What is needed: Could you extract the full excerpt about Sacramento's possible destruction and reproduce it word for word?

Selected excerpt:
____________

Warning: Sacramento is going to bite the dust. Big-time.

Think ruined. Midtown J Street—empty. The Capitol? Blown up. The freeway overpasses? Buried in a drift of volcanic ash. Tower Bridge? Annihilated by a blazing asteroid. Power Balance Pavilion? Finally destroyed for good, thanks to massive flooding.

Is it the end of the world as we know it? Some, after all, believe the apocalypse is nigh, scheduled for December 21, as the Mayans reportedly once predicted.

Maybe, but maybe not. Planets die and, at some point, the Earth will meet its end and may finally encounter a meteorite big enough to do more than create a huge hole and mass extinction, or it may get fried to a crisp and consumed when the sun expands outward before finally kicking the solar bucket, but it will be done.

Over. Kaput. Toast.

It’s what might happen closer to home that worries us, however. As it turns out, cities are a lot easier to destroy than planets—in fact, they’re a lot like people that way: easy come, easy go. Take a look at Pompeii, Italy. One belch from the right volcano, and it’s an archaeological site instead of a metropolis.

Who knows when Sac’s time will finally come, but the following are 13 unlucky ways we could find ourselves deader than Midtown 30 years ago—as well as some expert opinions on just how likely such scenarios really are.

But whether we’re talking grim realities or remote possibilities, rest assured, Sacramento really will meet its maker.

____________

Extracted data entries:
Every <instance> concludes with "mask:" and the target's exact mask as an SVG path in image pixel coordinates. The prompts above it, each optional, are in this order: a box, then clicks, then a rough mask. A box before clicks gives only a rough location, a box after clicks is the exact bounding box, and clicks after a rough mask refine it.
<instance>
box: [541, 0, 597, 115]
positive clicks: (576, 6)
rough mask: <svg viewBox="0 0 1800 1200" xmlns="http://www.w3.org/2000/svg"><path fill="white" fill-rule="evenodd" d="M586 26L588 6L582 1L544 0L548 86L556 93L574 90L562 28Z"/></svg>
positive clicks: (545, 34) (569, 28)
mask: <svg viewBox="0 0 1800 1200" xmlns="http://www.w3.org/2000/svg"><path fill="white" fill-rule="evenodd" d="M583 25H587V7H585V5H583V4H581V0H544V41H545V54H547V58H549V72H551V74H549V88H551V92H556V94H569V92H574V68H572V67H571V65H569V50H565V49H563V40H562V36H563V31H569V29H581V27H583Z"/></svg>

____________

Answer to this exercise:
Warning: Sacramento is going to bite the dust. Big-time.

Think ruined. Midtown J Street—empty. The Capitol? Blown up. The freeway overpasses? Buried in a drift of volcanic ash. Tower Bridge? Annihilated by a blazing asteroid. Power Balance Pavilion? Finally destroyed for good, thanks to massive flooding.

Is it the end of the world as we know it? Some, after all, believe the apocalypse is nigh, scheduled for December 21, as the Mayans reportedly once predicted.

Maybe, but maybe not. Planets die and, at some point, the Earth will meet its end and may finally encounter a meteorite big enough to do more than create a huge hole and mass extinction, or it may get fried to a crisp and consumed when the sun expands outward before finally kicking the solar bucket, but it will be done.

Over. Kaput. Toast.

It’s what might happen closer to home that worries us, however. As it turns out, cities are a lot easier to destroy than planets—in fact, they’re a lot like people that way: easy come, easy go. Take a look at Pompeii, Italy. One belch from the right volcano, and it’s an archaeological site instead of a metropolis.

Who knows when Sac’s time will finally come, but the following are 13 unlucky ways we could find ourselves deader than Midtown 30 years ago—as well as some expert opinions on just how likely such scenarios really are.

But whether we’re talking grim realities or remote possibilities, rest assured, Sacramento really will meet its maker.